- [WORK TASK]: Return every line of the listing that includes the string "ceiling".

- [TASK MATERIAL]:
____
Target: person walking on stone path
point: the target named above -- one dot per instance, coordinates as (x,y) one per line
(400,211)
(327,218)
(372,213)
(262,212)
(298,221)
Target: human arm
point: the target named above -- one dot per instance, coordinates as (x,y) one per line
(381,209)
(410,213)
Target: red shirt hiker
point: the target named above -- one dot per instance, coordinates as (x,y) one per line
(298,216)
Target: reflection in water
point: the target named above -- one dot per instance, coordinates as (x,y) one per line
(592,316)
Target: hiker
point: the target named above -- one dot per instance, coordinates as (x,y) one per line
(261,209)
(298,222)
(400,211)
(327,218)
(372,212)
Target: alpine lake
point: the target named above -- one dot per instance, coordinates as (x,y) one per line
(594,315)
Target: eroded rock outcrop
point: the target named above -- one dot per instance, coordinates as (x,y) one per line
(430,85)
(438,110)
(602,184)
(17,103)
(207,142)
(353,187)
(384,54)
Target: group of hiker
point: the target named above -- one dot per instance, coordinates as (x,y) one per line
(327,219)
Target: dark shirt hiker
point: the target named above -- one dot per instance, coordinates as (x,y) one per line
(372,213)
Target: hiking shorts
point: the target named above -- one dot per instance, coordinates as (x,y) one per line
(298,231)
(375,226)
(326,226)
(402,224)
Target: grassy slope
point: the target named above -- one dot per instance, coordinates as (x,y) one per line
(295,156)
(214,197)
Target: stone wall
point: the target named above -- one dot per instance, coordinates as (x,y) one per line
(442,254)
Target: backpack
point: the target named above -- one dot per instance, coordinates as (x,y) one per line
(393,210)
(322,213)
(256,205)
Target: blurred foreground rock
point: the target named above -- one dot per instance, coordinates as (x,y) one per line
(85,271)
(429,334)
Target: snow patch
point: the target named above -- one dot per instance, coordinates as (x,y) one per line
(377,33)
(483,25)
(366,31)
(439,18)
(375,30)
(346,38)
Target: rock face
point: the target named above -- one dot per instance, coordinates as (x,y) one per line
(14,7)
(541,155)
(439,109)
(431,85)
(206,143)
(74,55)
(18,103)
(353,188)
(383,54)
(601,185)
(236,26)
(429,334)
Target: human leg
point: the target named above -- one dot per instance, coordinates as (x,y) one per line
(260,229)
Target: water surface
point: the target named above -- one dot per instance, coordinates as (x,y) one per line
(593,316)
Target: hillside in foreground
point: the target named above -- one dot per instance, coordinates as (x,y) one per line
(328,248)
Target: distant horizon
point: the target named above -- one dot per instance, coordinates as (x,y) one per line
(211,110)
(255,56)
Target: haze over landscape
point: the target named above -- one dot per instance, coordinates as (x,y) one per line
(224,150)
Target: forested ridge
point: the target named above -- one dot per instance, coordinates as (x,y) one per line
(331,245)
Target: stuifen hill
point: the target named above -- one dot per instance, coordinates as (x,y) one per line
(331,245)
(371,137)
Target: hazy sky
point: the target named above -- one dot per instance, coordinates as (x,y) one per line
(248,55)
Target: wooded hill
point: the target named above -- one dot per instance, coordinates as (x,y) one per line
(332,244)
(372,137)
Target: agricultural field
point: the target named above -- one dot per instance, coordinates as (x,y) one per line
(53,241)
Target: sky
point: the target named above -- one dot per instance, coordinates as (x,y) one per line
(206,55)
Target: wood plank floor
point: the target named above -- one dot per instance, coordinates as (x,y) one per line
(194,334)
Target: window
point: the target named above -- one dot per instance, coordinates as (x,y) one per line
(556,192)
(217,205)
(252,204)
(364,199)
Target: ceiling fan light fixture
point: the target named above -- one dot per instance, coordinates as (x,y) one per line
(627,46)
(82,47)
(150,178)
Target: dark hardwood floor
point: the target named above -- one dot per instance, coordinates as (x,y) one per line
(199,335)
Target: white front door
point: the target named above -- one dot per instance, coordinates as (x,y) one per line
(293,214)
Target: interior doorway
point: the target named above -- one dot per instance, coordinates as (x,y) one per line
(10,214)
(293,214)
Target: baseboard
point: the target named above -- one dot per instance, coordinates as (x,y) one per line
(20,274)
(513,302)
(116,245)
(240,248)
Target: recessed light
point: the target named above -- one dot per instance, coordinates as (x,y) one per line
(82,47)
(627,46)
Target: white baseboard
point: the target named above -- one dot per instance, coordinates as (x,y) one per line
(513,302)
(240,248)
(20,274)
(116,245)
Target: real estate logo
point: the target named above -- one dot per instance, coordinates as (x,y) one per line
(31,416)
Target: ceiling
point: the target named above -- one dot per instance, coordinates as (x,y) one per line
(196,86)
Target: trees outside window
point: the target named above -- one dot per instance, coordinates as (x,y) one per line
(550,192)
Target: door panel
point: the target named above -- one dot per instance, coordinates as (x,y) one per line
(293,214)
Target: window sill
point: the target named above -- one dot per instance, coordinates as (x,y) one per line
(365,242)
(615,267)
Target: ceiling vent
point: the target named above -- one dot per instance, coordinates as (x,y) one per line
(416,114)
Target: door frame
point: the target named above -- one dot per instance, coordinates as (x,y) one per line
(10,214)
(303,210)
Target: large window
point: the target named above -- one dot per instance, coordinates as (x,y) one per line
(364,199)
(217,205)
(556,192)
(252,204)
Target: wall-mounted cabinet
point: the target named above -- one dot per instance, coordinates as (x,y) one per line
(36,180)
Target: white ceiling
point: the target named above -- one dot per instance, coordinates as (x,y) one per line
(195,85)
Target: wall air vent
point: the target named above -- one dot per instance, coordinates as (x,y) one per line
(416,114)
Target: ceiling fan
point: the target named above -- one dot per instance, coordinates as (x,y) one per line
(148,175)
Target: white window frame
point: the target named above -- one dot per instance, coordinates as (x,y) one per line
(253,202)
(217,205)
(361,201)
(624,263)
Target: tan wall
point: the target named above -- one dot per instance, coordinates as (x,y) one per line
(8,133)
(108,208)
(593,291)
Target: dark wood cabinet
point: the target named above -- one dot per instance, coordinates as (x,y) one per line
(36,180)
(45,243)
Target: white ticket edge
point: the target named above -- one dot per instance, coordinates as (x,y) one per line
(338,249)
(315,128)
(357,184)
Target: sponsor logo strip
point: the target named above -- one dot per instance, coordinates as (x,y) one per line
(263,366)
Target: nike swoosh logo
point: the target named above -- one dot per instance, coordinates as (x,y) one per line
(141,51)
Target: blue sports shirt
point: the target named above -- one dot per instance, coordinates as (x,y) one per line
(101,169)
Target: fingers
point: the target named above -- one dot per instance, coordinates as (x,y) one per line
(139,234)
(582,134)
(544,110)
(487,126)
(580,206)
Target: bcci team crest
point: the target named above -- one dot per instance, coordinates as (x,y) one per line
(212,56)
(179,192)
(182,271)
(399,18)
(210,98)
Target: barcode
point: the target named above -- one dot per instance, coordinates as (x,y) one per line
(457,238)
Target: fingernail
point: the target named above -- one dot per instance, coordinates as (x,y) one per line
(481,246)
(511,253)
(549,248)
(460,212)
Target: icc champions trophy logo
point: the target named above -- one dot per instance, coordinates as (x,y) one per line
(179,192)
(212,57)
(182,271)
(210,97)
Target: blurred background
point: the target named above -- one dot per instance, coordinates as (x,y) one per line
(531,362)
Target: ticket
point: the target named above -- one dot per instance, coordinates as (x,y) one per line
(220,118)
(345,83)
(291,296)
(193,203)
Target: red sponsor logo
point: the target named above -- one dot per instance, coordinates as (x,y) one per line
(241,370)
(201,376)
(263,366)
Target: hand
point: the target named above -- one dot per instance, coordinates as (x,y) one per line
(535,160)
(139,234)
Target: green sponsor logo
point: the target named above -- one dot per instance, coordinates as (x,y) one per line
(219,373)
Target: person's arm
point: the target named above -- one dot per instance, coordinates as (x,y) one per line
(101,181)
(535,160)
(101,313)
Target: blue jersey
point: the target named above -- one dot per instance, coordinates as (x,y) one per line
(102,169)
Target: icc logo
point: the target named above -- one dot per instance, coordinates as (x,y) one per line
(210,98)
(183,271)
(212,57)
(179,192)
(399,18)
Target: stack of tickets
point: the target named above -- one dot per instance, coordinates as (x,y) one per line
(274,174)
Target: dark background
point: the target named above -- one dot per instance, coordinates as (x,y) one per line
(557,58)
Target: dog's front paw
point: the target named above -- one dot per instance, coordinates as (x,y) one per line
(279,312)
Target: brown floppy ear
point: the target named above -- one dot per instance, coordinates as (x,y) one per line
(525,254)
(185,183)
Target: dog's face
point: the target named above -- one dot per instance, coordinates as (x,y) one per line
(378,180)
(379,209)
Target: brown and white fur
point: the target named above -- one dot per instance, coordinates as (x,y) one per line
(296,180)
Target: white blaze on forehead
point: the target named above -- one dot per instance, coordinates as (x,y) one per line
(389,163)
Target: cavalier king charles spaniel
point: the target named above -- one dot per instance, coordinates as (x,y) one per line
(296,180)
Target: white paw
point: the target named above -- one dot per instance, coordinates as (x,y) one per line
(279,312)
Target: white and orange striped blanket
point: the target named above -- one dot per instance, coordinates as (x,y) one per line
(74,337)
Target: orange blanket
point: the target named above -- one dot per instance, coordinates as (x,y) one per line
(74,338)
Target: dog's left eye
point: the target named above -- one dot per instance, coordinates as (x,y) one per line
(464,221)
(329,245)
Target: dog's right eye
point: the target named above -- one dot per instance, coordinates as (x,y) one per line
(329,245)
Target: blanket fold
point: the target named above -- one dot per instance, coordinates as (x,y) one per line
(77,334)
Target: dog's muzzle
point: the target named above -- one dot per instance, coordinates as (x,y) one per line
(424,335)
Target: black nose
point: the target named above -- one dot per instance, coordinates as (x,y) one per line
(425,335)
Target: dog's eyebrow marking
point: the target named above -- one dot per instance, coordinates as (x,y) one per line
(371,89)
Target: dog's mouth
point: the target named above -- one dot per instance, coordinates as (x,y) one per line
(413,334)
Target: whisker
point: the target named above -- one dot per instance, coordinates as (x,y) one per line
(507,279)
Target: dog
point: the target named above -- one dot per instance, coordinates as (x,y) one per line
____
- [TASK RESULT]:
Target: ceiling fan light fixture
Target: ceiling
Target: ceiling vent
Target: white ceiling
Target: ceiling fan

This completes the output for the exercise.